=== What the task requires ===
As the answer, give exactly the lines of the records below from the one with "Each instance of the distant" through the one with "Each instance of the red brick", ends included and pictures left out.

=== Input data ===
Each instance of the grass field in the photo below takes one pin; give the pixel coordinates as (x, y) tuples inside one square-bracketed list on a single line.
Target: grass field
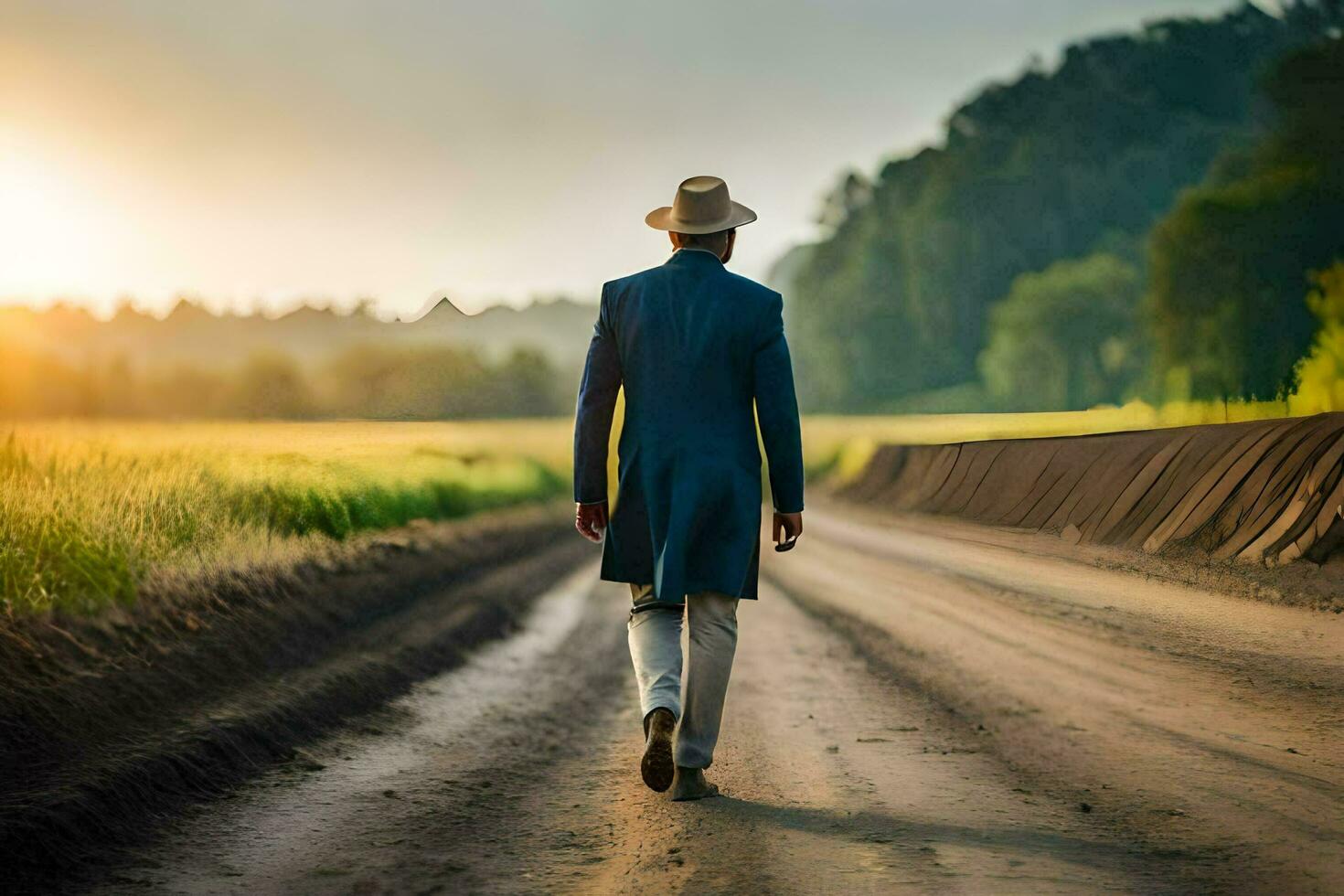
[(88, 509)]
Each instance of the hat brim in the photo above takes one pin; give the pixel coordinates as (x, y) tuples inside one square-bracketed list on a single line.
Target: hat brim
[(663, 219)]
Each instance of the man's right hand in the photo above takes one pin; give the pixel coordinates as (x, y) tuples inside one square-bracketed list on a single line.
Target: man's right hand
[(591, 520), (786, 527)]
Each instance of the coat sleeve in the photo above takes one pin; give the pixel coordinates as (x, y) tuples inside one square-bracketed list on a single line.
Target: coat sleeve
[(777, 410), (595, 406)]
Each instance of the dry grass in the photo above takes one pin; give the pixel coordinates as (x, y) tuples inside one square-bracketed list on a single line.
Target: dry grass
[(88, 509)]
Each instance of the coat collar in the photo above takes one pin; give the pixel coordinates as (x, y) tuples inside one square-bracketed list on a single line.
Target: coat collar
[(692, 255)]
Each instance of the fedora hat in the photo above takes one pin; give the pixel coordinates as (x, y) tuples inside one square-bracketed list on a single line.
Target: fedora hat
[(702, 206)]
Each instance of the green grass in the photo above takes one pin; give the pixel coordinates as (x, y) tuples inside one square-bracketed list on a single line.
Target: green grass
[(89, 509)]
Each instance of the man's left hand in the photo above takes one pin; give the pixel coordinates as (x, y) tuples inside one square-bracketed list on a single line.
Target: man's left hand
[(591, 520)]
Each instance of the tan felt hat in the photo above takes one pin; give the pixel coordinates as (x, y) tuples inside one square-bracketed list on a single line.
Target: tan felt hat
[(702, 206)]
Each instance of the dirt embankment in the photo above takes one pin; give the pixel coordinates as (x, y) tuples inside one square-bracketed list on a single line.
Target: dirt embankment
[(1267, 492), (112, 718)]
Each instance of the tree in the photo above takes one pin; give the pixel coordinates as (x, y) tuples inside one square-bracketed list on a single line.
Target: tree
[(272, 386), (1320, 375), (1232, 260), (1066, 337)]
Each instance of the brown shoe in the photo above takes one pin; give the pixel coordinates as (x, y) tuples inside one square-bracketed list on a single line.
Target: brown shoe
[(656, 767), (691, 784)]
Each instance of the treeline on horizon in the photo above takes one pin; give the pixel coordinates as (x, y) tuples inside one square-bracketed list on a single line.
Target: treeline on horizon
[(1156, 218), (368, 382)]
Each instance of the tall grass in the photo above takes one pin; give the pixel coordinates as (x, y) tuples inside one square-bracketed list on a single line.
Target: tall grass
[(86, 511)]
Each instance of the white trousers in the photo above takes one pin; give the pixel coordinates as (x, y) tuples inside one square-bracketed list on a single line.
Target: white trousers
[(655, 630)]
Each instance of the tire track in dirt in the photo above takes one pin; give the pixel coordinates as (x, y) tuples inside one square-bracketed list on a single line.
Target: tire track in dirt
[(1153, 703), (923, 719)]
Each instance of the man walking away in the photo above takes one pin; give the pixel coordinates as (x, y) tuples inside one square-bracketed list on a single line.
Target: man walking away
[(694, 347)]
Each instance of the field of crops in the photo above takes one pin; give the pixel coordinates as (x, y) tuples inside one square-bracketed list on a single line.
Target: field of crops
[(88, 509)]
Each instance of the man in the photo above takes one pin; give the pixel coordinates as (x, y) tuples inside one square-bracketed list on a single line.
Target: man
[(694, 346)]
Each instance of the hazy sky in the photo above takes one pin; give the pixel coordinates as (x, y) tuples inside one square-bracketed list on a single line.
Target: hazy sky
[(266, 149)]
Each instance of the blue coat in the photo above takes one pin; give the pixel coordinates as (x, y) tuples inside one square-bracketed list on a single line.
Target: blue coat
[(694, 346)]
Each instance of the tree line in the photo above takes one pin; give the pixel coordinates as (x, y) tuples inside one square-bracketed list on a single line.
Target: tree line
[(1146, 220), (375, 382)]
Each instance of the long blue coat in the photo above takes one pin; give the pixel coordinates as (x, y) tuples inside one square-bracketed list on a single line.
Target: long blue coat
[(694, 346)]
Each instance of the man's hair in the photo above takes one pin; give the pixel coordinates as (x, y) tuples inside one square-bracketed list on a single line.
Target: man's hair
[(715, 242)]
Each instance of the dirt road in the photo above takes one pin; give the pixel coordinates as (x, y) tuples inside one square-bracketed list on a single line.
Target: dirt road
[(917, 706)]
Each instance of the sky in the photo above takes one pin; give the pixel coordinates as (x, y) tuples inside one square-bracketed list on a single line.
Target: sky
[(256, 154)]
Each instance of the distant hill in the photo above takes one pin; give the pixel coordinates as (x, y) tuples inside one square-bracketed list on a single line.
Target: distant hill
[(190, 334), (1061, 164)]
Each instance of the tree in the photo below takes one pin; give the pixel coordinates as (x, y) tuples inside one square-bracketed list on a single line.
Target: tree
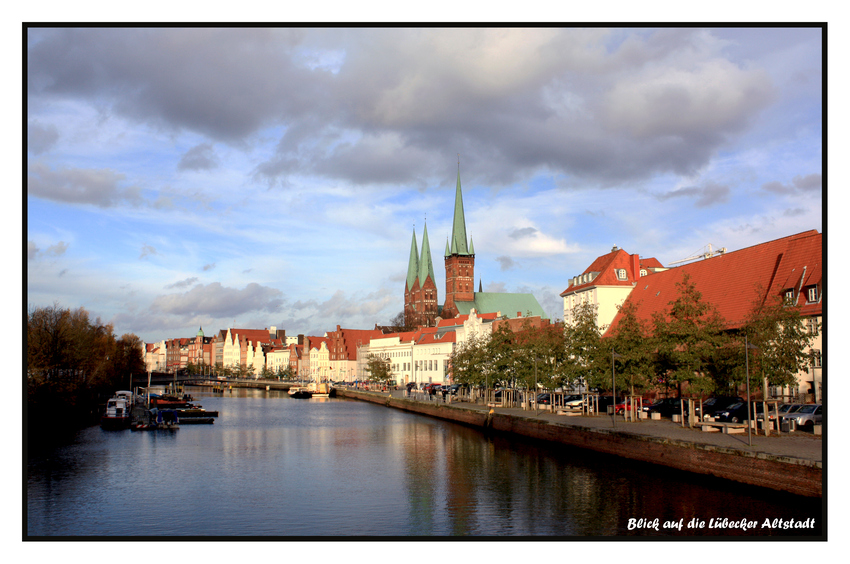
[(399, 324), (73, 365), (630, 339), (585, 360), (689, 336), (469, 361), (379, 369)]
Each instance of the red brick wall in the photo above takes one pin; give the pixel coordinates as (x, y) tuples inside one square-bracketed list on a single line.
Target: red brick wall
[(758, 470)]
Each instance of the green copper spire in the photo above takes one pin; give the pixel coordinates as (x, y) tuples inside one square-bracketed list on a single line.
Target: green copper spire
[(413, 264), (459, 226), (426, 266)]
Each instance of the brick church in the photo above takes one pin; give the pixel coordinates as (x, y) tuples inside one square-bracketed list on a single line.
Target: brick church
[(420, 291)]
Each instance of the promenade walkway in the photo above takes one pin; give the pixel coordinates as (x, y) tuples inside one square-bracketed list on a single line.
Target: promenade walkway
[(799, 444)]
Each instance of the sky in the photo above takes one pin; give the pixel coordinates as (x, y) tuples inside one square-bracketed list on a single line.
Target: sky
[(252, 177)]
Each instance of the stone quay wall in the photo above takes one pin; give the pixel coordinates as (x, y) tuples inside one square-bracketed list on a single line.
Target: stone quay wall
[(797, 476)]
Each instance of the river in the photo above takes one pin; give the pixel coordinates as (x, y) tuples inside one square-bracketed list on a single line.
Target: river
[(273, 466)]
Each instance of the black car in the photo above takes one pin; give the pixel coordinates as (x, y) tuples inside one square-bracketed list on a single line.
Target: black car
[(666, 407), (736, 413), (718, 403)]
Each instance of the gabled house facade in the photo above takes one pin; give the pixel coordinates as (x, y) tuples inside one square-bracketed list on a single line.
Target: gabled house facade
[(606, 283), (790, 267)]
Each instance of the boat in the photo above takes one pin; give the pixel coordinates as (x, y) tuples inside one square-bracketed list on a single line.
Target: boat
[(152, 419), (300, 392), (165, 401), (320, 390), (117, 414)]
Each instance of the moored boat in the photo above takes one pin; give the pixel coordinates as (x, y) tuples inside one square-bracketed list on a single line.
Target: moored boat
[(117, 414), (300, 392)]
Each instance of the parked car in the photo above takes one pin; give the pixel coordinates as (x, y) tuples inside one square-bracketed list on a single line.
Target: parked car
[(543, 399), (624, 404), (737, 412), (807, 416), (666, 407), (784, 409), (573, 401)]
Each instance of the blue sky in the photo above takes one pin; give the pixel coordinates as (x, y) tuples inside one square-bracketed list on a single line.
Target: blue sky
[(179, 178)]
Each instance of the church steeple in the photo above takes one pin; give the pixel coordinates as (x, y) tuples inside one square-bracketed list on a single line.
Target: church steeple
[(426, 266), (460, 261), (458, 243), (413, 264)]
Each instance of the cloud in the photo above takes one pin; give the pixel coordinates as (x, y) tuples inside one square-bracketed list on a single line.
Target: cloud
[(99, 187), (505, 262), (215, 300), (390, 106), (183, 283), (146, 251), (200, 157), (799, 184), (55, 250), (524, 232), (41, 138), (707, 195)]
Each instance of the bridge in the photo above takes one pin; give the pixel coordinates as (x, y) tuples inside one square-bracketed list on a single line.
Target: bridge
[(170, 379)]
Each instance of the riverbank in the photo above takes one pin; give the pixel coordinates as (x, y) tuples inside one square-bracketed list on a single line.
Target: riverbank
[(790, 462)]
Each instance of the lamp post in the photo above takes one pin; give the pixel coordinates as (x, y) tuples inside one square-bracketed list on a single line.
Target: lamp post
[(747, 347), (614, 388)]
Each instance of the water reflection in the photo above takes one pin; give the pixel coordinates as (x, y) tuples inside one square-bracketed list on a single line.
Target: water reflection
[(274, 466)]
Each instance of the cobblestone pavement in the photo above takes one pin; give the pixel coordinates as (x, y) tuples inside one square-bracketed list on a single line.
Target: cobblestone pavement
[(799, 444)]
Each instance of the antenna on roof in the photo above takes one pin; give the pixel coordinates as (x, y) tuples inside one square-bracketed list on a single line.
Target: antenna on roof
[(706, 255)]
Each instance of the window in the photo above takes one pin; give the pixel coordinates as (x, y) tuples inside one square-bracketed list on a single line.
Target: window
[(813, 294), (812, 324)]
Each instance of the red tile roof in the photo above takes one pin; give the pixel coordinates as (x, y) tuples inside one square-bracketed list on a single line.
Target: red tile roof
[(731, 281)]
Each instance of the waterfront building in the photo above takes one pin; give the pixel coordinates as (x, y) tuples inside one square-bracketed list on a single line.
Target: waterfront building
[(343, 348), (790, 267), (155, 357), (606, 283)]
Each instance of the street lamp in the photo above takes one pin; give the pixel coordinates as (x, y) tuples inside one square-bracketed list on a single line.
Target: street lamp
[(614, 388), (747, 347)]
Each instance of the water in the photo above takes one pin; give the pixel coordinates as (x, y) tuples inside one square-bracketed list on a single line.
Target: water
[(272, 466)]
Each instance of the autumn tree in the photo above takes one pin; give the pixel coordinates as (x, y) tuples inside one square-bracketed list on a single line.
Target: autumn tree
[(778, 331), (631, 341), (688, 336), (585, 359), (379, 369)]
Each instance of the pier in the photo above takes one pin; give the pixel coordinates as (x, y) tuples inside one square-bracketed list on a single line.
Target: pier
[(792, 463)]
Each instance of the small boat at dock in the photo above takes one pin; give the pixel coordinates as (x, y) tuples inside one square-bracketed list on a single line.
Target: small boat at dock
[(117, 414), (300, 392)]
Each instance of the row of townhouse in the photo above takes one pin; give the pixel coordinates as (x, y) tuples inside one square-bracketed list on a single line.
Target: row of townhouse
[(791, 267), (420, 356)]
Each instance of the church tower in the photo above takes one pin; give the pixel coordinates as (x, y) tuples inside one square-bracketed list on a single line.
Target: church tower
[(460, 261), (420, 291)]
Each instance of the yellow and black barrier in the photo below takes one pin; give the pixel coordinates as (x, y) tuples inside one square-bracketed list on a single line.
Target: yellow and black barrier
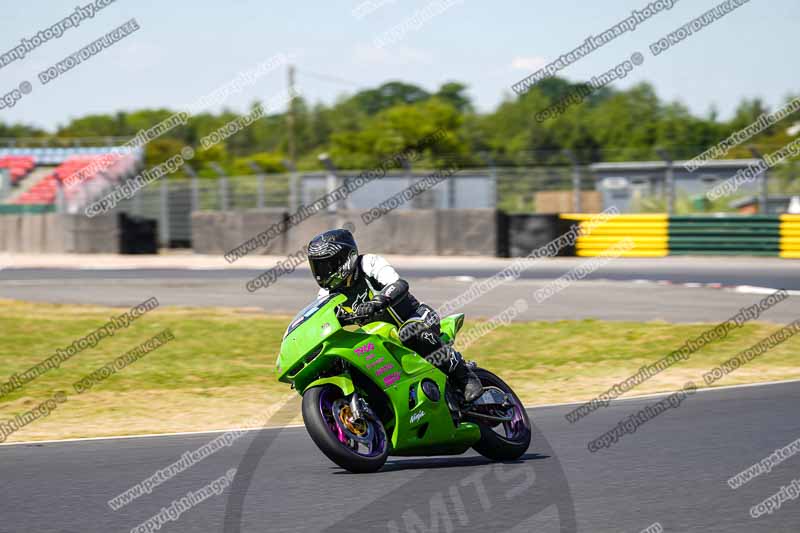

=== Answer section ===
Each instance of the distant hill in the photo above takes one pin; give the pixel coordinates as (x, y) tuples inside one square-bracketed list on a single line.
Target: distant hill
[(190, 334), (1061, 164)]
Each instance of the tree in the photo below takes one pin; give the pixel coordinates as (x, y) tuples inside one square-bracketed list on a single line.
Target: tree
[(399, 324), (73, 365), (630, 339), (585, 360), (689, 336), (469, 361), (379, 369)]
Each instance of the red brick wall in the photo above takes one pin; give the pixel coordinates as (x, y) tuples inside one square-bracketed list on a single line.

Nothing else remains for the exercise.